**Estratto del testo**

..............................

Il Coronavirus ha mostrato che le autorità locali di Wuhan, l’epicentro dell’epidemia, hanno nascosto informazioni critiche al pubblico anche dopo che i medici avevano dato l’allarme e una delle probabili ragioni per cui Pechino non è riuscita ad agire in modo energico ed efficiente per contenere il Covid-19 fin dall’inizio è che poche decisioni cruciali possono essere prese senza l’approvazione diretta di Xi. Il Coronavirus ha mostrato che un uomo forte che monopolizza il processo decisionale può essere politicamente vulnerabile durante una crisi di questo tipo.

 

Da un lato abbiamo quindi gli Stati Uniti come “Superpotenza solitaria senza vero potere, un leader del mondo che nessuno segue e pochi rispettano, una nazione pericolosamente alla deriva nel mezzo di un caos globale che non può controllare”8. Dall’altro abbiamo una Cina ambiziosa ma più fragile di quanto appaia, sia sul piano economico che su quello politico.

..............................

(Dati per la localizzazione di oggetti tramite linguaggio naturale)
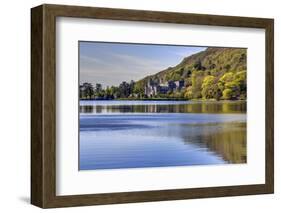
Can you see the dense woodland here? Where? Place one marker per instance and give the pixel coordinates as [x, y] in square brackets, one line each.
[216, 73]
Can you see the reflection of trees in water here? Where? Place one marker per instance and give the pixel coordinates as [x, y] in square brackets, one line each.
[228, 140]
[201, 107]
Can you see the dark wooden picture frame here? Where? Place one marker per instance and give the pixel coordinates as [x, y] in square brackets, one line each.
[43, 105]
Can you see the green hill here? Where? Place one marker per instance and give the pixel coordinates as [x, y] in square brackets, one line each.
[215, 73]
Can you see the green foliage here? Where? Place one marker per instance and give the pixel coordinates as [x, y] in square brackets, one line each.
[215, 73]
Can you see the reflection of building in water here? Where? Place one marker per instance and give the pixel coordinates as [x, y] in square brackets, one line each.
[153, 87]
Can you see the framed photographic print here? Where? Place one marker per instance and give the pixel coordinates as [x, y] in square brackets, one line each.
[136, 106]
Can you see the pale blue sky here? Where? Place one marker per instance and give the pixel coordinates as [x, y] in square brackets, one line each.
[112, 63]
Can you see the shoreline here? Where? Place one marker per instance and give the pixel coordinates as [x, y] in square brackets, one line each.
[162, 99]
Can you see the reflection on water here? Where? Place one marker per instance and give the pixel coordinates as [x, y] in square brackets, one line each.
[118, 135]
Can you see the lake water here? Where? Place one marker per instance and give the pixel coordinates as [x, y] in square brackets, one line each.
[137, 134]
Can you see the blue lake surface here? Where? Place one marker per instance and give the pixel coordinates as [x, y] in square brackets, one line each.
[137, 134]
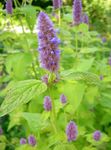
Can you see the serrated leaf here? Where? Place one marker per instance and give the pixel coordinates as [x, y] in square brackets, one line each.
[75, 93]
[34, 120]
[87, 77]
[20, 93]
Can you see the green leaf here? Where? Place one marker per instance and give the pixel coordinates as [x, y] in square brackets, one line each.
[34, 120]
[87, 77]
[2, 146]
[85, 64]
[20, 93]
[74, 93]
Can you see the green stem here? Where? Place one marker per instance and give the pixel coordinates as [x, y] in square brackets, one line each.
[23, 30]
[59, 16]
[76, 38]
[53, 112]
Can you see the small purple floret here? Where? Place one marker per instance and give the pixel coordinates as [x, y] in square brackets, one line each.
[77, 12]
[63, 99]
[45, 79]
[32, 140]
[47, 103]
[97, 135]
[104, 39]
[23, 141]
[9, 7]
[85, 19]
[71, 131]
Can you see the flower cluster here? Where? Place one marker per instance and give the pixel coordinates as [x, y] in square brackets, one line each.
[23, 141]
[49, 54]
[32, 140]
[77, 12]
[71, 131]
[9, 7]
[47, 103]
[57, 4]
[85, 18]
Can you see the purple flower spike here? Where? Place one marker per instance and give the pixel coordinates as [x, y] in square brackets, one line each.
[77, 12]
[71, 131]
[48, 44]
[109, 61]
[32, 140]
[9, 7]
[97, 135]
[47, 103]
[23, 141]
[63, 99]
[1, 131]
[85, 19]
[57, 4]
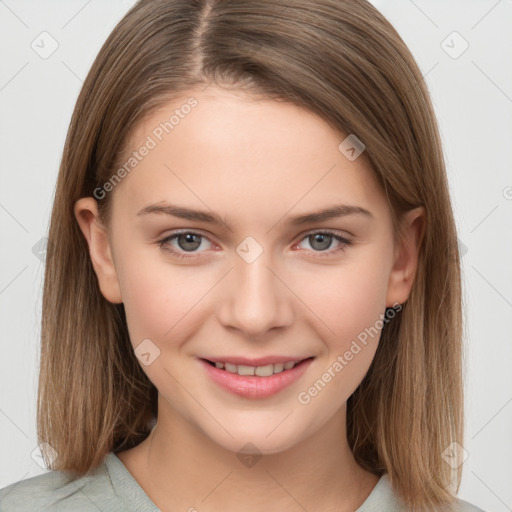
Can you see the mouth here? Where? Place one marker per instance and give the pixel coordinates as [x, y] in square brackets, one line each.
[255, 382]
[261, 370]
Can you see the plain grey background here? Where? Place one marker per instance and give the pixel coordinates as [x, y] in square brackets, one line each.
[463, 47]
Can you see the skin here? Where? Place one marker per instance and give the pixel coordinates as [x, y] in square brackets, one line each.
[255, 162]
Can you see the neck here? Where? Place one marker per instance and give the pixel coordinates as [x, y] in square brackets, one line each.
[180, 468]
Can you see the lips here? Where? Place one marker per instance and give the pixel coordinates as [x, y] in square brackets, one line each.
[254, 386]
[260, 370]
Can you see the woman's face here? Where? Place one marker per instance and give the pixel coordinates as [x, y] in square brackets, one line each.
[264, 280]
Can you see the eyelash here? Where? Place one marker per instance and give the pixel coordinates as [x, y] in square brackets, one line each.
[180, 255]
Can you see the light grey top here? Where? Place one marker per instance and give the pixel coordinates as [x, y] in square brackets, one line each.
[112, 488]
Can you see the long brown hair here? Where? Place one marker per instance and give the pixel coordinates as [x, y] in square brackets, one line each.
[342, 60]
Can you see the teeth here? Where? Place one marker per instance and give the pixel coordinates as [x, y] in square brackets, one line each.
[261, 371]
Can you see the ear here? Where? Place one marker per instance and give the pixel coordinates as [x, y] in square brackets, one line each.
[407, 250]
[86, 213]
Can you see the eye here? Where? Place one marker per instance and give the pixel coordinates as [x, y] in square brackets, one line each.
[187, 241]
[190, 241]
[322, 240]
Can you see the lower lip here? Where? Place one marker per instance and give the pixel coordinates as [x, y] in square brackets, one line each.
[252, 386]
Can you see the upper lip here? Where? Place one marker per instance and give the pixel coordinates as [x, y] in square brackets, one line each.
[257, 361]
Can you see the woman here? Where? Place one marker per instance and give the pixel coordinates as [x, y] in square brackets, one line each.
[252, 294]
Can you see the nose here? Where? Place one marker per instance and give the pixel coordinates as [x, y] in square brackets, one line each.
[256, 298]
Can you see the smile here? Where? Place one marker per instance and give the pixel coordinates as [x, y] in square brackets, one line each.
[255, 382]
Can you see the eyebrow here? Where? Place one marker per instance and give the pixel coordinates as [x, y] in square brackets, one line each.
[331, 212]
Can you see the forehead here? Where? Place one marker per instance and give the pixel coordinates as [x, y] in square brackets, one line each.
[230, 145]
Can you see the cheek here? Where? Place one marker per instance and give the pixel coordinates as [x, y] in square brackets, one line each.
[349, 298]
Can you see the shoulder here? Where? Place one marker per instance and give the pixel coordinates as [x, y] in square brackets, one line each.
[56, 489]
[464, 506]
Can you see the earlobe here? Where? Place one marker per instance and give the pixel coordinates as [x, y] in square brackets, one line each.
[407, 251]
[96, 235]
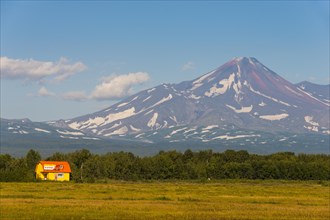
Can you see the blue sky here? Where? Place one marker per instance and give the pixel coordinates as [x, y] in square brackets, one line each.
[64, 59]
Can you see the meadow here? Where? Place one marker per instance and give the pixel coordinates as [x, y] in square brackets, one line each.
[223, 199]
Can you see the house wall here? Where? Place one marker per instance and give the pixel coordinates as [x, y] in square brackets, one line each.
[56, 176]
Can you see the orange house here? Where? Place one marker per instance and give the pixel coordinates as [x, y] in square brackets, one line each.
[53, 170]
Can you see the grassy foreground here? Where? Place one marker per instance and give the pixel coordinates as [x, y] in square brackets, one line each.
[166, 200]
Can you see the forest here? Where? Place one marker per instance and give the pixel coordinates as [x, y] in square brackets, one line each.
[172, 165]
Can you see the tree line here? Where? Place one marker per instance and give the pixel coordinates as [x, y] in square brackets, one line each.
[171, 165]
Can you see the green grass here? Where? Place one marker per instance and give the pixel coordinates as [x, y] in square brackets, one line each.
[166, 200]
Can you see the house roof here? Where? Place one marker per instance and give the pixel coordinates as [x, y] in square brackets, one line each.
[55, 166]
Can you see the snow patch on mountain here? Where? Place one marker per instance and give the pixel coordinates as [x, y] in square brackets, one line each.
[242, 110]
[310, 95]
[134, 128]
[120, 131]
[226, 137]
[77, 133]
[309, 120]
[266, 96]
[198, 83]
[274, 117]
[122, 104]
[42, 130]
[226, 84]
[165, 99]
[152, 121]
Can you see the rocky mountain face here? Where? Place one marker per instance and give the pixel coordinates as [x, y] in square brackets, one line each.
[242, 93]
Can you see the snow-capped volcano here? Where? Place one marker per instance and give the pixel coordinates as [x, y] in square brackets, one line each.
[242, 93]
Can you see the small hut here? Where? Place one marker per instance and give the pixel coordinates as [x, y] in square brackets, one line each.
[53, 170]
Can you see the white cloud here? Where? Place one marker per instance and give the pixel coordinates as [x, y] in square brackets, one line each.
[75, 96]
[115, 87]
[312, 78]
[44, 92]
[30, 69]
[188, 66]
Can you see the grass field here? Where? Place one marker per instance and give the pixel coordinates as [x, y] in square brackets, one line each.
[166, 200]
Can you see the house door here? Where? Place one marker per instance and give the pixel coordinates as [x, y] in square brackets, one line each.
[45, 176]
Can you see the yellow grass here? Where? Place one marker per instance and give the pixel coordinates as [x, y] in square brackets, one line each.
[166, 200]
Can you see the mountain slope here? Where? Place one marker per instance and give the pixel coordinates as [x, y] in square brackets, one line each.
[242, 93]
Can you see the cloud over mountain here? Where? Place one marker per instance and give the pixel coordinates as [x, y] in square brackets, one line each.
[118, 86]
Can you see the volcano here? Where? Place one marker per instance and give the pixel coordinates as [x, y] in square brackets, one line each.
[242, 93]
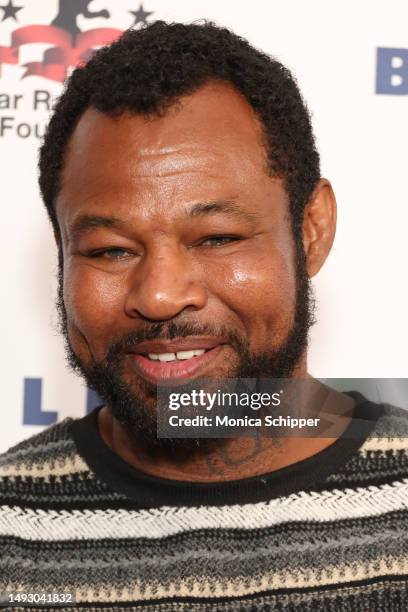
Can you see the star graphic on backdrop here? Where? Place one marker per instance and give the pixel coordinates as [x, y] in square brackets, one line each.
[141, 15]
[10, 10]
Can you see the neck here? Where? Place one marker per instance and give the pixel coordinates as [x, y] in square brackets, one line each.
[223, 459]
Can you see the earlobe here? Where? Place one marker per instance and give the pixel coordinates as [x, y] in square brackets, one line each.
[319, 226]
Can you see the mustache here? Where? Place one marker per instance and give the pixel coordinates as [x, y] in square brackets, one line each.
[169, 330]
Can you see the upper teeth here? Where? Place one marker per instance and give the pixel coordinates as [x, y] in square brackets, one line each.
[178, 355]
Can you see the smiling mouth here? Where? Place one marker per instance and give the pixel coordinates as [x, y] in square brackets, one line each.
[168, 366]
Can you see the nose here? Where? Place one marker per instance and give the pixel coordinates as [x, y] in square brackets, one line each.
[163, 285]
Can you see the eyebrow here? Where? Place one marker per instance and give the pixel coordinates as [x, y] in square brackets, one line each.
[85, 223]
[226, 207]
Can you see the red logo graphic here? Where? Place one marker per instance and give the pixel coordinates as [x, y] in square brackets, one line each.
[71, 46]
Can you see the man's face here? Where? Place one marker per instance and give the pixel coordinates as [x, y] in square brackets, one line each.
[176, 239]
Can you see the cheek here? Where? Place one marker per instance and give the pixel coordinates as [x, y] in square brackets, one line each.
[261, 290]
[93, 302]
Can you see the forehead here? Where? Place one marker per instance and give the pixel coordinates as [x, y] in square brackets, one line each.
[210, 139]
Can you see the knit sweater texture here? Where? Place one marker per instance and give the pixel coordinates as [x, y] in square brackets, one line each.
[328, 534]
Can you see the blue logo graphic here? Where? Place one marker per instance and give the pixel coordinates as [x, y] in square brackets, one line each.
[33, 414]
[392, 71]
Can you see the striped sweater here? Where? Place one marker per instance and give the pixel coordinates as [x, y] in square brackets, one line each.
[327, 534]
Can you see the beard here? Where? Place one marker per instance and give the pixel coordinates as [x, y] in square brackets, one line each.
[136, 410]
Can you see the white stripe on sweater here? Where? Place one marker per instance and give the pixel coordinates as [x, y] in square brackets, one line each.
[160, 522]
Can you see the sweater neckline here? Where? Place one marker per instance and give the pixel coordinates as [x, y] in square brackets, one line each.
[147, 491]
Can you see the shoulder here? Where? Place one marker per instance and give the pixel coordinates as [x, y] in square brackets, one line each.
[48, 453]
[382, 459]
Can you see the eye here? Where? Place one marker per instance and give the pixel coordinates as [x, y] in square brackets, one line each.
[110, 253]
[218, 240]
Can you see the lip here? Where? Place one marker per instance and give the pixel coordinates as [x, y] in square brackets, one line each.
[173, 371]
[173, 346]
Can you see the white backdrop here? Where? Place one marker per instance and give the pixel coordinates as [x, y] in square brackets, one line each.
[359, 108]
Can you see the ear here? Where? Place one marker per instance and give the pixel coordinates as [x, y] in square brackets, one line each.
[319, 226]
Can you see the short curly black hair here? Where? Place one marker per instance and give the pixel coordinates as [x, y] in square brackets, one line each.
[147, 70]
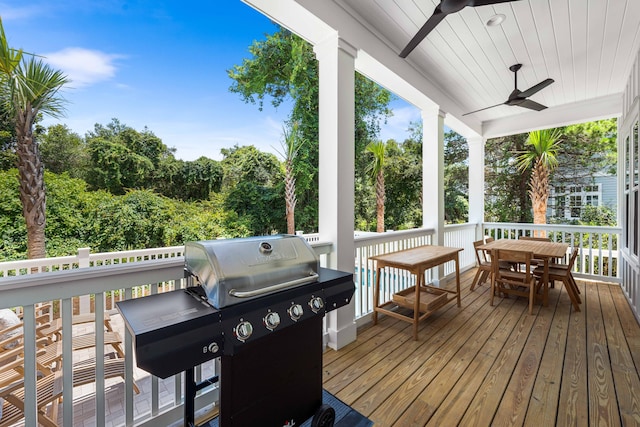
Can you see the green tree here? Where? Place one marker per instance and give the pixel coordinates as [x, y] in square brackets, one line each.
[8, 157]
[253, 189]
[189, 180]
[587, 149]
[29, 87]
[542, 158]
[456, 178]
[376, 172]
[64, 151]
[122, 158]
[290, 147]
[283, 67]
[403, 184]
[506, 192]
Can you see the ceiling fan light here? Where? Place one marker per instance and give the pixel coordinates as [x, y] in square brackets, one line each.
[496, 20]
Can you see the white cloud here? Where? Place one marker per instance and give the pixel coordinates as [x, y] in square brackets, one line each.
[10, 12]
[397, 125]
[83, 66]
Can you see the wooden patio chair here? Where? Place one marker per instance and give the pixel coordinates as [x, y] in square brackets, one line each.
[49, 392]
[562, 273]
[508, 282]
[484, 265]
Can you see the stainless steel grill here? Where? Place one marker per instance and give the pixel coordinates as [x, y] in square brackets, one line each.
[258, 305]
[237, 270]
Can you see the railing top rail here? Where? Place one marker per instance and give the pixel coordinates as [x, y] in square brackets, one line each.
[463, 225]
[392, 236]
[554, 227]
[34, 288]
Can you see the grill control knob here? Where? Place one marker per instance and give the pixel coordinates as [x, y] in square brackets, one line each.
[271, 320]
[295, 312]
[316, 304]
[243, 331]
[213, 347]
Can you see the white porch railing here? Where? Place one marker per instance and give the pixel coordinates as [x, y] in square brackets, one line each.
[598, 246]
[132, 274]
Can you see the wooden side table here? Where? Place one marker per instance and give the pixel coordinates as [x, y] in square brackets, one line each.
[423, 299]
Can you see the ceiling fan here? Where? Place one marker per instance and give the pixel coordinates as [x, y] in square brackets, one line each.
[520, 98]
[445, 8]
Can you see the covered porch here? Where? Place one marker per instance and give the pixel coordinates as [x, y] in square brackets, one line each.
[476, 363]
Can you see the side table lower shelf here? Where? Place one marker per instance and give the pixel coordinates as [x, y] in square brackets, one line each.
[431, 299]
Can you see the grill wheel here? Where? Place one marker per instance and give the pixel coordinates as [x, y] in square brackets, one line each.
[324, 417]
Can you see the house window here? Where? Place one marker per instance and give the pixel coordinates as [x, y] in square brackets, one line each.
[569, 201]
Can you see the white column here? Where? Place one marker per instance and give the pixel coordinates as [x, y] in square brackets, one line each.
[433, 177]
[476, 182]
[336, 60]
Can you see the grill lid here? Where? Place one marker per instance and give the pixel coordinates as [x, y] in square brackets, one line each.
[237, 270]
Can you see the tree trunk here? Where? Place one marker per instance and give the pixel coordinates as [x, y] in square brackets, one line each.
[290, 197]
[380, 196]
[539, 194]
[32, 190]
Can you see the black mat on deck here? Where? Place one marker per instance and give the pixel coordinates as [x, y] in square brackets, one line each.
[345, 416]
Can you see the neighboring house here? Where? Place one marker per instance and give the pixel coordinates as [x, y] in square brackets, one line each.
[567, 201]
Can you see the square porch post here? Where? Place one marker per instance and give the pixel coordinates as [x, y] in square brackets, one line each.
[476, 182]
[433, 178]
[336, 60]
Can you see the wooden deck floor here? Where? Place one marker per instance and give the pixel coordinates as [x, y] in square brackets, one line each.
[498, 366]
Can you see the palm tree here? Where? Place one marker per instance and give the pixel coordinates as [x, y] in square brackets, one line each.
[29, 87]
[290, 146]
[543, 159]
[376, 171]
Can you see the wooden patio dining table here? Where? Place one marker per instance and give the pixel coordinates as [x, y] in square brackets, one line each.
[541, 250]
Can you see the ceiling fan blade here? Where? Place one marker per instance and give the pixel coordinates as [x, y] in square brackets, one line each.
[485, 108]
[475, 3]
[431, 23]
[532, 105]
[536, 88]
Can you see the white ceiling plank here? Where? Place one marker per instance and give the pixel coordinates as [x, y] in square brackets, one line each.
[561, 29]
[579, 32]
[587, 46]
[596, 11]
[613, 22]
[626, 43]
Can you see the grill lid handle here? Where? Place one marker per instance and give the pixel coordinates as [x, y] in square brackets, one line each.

..............................

**Compiti da svolgere**
A: Rispondi a queste domande sull'estratto del testo:
(i) Chi ha nascosto informazioni critiche al pubblico anche dopo l'allarme dei medici?
(ii) Senza l'approvazione diretta di chi possono essere prese poche decisioni cruciali?
(iii) Come viene descritta la Cina nell'ultimo paragrafo?
B: Restituisci alla lettera il passo dell'estratto del testo compreso tra "Il Coronavirus ha mostrato che le" e "di questo tipo.", estremi inclusi.

**Risposte ai compiti**
A:
(i) Le autorità locali di Wuhan, l'epicentro dell'epidemia.
(ii) Di Xi.
(iii) Come una Cina ambiziosa ma più fragile di quanto appaia, sia sul piano economico che su quello politico.

B:
Il Coronavirus ha mostrato che le autorità locali di Wuhan, l’epicentro dell’epidemia, hanno nascosto informazioni critiche al pubblico anche dopo che i medici avevano dato l’allarme e una delle probabili ragioni per cui Pechino non è riuscita ad agire in modo energico ed efficiente per contenere il Covid-19 fin dall’inizio è che poche decisioni cruciali possono essere prese senza l’approvazione diretta di Xi. Il Coronavirus ha mostrato che un uomo forte che monopolizza il processo decisionale può essere politicamente vulnerabile durante una crisi di questo tipo.